INPUT MATERIAL:
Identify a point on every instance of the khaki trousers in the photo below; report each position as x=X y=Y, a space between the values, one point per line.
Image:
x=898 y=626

---

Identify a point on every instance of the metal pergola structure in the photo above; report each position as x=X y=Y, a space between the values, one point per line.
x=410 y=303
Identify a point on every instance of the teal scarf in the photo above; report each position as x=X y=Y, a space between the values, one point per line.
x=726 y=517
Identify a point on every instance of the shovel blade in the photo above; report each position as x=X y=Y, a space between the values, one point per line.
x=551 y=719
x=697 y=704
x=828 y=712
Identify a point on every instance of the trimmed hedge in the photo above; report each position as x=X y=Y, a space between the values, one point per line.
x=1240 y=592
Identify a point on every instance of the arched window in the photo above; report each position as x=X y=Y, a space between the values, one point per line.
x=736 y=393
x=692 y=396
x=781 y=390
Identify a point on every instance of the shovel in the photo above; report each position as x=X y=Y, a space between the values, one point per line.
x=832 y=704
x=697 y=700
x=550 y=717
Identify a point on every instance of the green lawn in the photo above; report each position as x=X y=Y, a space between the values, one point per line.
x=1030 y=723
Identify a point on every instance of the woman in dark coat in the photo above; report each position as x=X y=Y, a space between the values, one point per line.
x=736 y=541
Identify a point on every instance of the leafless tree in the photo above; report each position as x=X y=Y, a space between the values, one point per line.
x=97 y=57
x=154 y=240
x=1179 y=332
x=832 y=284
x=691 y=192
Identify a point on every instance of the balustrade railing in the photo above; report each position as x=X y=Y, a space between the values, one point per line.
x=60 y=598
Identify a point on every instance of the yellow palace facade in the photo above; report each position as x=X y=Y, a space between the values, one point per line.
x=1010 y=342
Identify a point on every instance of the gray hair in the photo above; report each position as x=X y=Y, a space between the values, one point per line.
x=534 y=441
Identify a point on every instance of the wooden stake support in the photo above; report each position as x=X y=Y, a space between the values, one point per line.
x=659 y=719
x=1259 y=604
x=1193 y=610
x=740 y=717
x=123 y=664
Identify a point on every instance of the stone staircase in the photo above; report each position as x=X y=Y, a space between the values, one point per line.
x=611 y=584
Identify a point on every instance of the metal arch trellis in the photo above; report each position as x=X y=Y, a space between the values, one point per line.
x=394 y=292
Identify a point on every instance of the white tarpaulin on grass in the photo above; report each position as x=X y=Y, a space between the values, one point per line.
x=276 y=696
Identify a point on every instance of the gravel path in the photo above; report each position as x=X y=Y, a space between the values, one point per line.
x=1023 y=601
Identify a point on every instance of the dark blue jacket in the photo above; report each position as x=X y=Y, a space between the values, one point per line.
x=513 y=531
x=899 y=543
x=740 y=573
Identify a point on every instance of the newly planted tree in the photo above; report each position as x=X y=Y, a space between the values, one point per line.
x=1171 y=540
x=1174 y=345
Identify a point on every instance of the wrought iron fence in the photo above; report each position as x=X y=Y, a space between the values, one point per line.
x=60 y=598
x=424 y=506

THE REQUEST: Swap "position" for "location" in the listing from the line with "Identify a point on every instance of the green" up to and including the line with "x=740 y=573", and reproduce only those lines with everything else unchanged.

CORRECT ANSWER:
Identify a point on every instance of the green lawn in the photo above; report each location as x=X y=Y, a space between the values, one point per line.
x=1030 y=723
Identify a point on every instance of the woman in dark coat in the photo above; report each location as x=X y=Y, a space between the values, one point per line.
x=736 y=541
Identify a point on every instance of the leafless tree in the photo above; report each location as x=X y=Y, a space between the values, one point per line.
x=97 y=57
x=154 y=240
x=1179 y=332
x=832 y=284
x=691 y=192
Identify a point on every instance of the balustrade railing in the photo above; report each location as x=X y=Y, a space between the values, one point per line.
x=60 y=598
Identify a point on every instance of the yellow palace facade in the photo above; report each location as x=X y=Y, a space between the values, one point per line.
x=1010 y=342
Identify a point on every instance of the gray hair in the photo above; report each location as x=X y=Y, a space between the values, one point per line.
x=534 y=441
Identify a point on every instance of the wooden stake support in the photo above; report each location as x=X y=Y, a space between the values, one point per line.
x=659 y=719
x=1259 y=604
x=1193 y=610
x=740 y=717
x=123 y=664
Identify a point on every instance of the stone staircase in the photo above; report each location as x=X y=Y, a space between the values, one point per line.
x=611 y=584
Identify a point on every instance of the metal arch trellis in the photo above; report each location as x=X y=Y, a space between the values, one point per line.
x=394 y=292
Identify a point on every instance of the white tarpaulin on grass in the photo above; report each location as x=X y=Y, a space between the values, one point per line.
x=276 y=696
Identify a point on every instance of the gravel path in the photo above; report each location as x=X y=Y, a space between the values, one point per line.
x=1023 y=601
Identify a point on every instance of the dark blue jacket in the photo above; report each location as x=X y=Y, a space between the values, one point per line.
x=513 y=531
x=899 y=543
x=740 y=573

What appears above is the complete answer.